**Document excerpt**
Take ‘Shelter’ with these two women

Shelter is fun because, like Naomi, the audience gets seduced by Mona.

‘MISTOR’ COMBINES a spy thriller and a psychological drama. (photo credit: COURTESY UNITED KING FILMS)
‘MISTOR’ COMBINES a spy thriller and a psychological drama.
(photo credit: COURTESY UNITED KING FILMS)
With Golshifteh Farahani, Neta Riskin and Lior Ashkenazi. 90 minutes. Hebrew title: Mistor. In English, Hebrew, Arabic and German, check with theaters for subtitle information.
Eran Riklis’s Shelter is an enjoyable, suspenseful and at times moving film that combines a spy thriller and that kind of psychological drama where two women, isolated from the outside world, bond, flirt and begin to merge identities, each becoming more like the other.
These two-women movies depend on a strong cast and Shelter works because of the talent of the actresses who star in it. Neta Riskin plays Naomi, a Mossad agent who has quit after the death of her husband, also an agent, in an operation she was involved with. When her former handler (Lior Ashkenazi) comes to her with a supposedly easy assignment – to watch over a Lebanese informer in Germany who has just had plastic surgery to conceal her identity – she hesitates. We know it won’t be as simple and straightforward as he tells her it will be, but if she refuses, there won’t be a movie, so she goes.
Mona (Golshifteh Farahani), the woman she’s protecting, has some bandages on her face, but they don’t really obscure her beauty or expressiveness. Dressed in a short red silk robe, Mona is demanding, petulant and very seductive. She bosses Naomi around and Naomi lets her. The Israeli agent, dressed in drab clothes, glasses and even a cross to be inconspicuous in the quiet neighborhood in Hamburg where Mona is hidden, provides a sharp contrast to the woman in red.
You may think you can imagine where it goes from there, and some of the time, you’d be right. But Riklis, a veteran Israeli director with a long list of credits, including Zohar (1993), The Syrian Bride (2004), Lemon Tree (2008), The Human Resources Manager (2010) and Dancing Arabs (aka A Borrowed Identity, 2014), has a few tricks up his sleeve.
The film is loosely based on a short story, “The Link,” by the late Shulamith Hareven, a writer who published the story under a pseudonym and whose husband was said to have worked for the Mossad. While the thriller plot about Mona’s terrorist lover (Doraid Liddawi) and the attempts by his organization to find and kill Mona, as well as the machinations of Israeli, German and American intelligence agents, is pretty similar to many other movies, it’s the drama between the two women that makes the movie rewarding. It recalls such films as the touchstone of this genre, Ingmar Bergman’s Persona, as well as Bob Rafelson’s Black Widow, David Lynch’s Mulholland Drive and Barbet Schroeder’s Single White Female.

**Dataset**
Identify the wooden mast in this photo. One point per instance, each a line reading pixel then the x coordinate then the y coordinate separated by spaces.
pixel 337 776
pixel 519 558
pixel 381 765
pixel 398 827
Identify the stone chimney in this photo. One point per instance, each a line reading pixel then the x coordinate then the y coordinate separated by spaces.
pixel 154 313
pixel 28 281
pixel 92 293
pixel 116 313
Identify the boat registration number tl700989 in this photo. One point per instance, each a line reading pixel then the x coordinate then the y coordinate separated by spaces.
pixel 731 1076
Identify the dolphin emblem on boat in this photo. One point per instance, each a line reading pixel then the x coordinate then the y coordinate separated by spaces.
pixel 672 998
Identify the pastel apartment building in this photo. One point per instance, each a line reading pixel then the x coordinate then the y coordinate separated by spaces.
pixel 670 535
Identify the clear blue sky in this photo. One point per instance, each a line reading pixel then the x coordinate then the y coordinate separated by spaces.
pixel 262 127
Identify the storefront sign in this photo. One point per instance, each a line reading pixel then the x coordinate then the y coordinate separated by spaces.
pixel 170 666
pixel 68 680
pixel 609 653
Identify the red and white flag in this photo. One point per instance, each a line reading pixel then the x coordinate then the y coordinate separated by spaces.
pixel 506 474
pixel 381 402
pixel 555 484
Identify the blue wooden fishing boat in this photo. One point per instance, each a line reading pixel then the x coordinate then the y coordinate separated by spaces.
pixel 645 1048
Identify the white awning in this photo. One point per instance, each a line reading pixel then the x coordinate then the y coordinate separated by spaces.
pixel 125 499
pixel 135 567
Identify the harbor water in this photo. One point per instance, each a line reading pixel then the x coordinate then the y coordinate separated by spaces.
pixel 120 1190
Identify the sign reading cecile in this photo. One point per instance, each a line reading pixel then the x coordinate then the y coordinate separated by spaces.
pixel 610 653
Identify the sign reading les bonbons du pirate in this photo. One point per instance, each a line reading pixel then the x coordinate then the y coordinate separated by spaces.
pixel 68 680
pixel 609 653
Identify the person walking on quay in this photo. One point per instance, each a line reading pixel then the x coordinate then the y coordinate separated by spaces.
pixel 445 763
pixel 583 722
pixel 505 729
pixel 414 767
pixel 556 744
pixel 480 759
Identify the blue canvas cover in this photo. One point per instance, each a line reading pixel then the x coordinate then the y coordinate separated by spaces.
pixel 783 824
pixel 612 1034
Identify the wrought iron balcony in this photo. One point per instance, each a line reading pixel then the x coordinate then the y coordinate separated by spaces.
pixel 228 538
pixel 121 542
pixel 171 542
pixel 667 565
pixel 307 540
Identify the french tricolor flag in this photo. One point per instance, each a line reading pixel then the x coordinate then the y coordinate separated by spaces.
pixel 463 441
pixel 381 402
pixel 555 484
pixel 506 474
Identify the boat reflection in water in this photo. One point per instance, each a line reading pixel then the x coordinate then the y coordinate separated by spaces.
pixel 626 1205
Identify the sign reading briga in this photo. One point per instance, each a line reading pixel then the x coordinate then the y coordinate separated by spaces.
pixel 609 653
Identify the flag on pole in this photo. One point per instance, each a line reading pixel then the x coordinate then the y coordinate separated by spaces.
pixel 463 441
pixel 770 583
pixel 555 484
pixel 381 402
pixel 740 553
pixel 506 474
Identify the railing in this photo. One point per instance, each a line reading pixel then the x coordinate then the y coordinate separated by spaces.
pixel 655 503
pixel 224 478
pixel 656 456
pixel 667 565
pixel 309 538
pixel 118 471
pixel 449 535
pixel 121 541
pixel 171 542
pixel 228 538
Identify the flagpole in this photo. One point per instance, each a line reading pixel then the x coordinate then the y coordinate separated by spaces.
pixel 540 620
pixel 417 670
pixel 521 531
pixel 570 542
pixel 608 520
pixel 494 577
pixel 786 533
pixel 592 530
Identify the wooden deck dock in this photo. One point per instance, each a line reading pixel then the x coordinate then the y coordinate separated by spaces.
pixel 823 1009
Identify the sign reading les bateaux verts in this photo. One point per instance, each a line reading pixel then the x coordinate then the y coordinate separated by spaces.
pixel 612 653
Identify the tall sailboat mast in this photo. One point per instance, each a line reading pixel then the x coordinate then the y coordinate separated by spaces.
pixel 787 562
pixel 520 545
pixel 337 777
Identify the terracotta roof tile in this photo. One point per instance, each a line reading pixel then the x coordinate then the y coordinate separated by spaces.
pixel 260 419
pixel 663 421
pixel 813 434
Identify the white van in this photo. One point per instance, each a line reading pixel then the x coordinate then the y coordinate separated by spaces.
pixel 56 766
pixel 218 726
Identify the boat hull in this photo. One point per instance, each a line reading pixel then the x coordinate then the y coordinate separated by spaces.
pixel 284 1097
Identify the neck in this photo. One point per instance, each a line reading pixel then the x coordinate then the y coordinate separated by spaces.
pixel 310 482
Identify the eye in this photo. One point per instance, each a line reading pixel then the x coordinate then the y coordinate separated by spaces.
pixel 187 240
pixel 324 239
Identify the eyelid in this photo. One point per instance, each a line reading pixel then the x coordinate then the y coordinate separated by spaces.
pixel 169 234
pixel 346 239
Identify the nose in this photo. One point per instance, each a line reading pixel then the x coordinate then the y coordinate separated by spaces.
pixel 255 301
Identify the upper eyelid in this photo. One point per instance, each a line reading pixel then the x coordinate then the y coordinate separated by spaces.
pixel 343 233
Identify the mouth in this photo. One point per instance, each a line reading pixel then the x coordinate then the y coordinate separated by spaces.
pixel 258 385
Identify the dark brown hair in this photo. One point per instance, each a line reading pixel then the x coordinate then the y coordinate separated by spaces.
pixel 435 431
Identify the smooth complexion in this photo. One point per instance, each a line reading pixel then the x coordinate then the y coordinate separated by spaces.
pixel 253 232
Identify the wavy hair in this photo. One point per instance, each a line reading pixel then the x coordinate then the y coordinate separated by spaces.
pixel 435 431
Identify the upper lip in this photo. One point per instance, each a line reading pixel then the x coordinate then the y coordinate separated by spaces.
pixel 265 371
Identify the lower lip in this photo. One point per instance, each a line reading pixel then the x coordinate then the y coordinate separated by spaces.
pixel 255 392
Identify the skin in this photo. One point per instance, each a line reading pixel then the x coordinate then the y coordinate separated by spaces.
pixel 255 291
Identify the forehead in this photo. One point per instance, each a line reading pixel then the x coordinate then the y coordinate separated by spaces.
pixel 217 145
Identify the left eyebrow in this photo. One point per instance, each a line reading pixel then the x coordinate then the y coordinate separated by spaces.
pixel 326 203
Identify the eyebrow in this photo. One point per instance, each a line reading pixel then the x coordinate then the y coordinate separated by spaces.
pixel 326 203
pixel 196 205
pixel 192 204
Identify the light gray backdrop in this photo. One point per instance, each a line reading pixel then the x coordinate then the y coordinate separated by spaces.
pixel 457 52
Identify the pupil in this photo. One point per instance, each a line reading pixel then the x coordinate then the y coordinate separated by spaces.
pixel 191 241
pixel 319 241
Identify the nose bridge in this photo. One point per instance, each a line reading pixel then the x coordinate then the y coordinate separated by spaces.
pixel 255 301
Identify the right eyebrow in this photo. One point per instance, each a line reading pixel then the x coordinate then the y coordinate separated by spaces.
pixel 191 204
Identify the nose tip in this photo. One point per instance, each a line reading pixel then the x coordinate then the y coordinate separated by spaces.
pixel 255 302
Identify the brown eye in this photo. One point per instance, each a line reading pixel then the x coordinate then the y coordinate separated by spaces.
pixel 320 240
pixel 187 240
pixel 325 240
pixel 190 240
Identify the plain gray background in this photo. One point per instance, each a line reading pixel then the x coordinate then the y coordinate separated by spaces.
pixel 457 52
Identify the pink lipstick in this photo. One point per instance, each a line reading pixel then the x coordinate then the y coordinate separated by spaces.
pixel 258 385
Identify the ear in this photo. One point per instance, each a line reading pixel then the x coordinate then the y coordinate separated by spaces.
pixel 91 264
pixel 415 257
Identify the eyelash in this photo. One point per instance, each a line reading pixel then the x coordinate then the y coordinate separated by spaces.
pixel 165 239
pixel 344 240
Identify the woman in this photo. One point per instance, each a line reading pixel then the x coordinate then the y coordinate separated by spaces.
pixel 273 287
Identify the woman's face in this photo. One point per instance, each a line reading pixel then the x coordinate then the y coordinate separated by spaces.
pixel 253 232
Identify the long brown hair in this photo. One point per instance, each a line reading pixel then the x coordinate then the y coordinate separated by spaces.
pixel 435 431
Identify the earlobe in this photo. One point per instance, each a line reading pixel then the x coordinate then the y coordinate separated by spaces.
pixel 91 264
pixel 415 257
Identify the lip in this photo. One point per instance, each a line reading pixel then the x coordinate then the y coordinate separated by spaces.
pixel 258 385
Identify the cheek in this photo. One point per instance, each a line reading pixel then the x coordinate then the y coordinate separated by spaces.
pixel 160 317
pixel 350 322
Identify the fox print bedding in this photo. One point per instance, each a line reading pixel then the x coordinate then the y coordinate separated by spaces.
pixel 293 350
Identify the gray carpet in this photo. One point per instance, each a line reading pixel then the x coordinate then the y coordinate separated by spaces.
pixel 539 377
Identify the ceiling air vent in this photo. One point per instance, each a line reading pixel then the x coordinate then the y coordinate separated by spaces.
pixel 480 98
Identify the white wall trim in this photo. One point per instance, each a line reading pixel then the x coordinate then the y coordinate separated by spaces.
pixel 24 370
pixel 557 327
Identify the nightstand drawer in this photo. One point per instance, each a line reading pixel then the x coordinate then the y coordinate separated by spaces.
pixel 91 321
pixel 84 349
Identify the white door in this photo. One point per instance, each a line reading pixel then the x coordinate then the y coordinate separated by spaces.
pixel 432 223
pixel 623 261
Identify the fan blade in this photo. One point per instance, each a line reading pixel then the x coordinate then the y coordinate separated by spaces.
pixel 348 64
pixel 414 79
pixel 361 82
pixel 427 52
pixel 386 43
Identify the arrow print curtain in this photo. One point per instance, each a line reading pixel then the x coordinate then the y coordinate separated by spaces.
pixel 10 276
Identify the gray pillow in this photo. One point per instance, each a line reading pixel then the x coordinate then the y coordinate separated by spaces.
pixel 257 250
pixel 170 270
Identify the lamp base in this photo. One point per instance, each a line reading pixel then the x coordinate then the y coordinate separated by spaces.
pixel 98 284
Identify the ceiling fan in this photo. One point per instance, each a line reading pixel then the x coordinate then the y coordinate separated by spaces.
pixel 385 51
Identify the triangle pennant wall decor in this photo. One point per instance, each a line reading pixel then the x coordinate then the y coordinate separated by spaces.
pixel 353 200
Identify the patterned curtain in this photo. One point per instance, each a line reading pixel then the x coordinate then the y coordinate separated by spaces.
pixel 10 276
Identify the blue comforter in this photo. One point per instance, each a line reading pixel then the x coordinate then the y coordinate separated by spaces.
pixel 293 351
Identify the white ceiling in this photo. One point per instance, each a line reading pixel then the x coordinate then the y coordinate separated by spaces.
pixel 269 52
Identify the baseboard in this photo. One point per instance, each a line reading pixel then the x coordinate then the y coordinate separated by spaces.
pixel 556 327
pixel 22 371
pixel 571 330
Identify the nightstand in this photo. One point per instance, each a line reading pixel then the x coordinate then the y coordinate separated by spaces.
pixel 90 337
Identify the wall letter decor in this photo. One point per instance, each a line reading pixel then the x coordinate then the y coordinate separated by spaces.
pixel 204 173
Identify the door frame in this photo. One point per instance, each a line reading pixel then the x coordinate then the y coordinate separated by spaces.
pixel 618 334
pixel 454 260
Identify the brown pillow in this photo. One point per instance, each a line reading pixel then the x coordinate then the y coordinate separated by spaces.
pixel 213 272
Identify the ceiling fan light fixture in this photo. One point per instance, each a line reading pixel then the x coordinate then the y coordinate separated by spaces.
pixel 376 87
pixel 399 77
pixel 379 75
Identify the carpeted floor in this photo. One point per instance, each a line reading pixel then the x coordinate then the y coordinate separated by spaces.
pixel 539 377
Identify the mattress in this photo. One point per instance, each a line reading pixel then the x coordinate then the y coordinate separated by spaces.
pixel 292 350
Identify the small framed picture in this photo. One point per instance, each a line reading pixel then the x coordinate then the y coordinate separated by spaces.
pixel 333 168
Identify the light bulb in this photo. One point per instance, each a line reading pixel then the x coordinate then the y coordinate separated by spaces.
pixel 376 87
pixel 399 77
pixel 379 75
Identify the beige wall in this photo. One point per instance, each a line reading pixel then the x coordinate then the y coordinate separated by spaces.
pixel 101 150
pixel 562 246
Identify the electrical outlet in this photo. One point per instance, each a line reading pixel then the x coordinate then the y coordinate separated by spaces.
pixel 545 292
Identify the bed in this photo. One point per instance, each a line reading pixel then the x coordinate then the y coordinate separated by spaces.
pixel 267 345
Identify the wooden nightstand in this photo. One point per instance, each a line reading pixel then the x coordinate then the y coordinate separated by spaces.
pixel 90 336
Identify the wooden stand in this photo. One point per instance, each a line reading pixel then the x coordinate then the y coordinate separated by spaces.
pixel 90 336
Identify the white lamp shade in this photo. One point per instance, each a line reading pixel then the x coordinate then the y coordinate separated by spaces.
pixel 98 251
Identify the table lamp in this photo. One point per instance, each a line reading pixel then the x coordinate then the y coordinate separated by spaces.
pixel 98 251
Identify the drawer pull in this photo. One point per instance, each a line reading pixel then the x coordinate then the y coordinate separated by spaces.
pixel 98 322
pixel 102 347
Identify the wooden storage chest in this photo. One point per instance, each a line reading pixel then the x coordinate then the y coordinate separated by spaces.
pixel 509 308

**Work item**
Repeat the passage of the Shelter film review from "With Golshifteh Farahani, Neta" up to and including "for subtitle information.".

**Answer section**
With Golshifteh Farahani, Neta Riskin and Lior Ashkenazi. 90 minutes. Hebrew title: Mistor. In English, Hebrew, Arabic and German, check with theaters for subtitle information.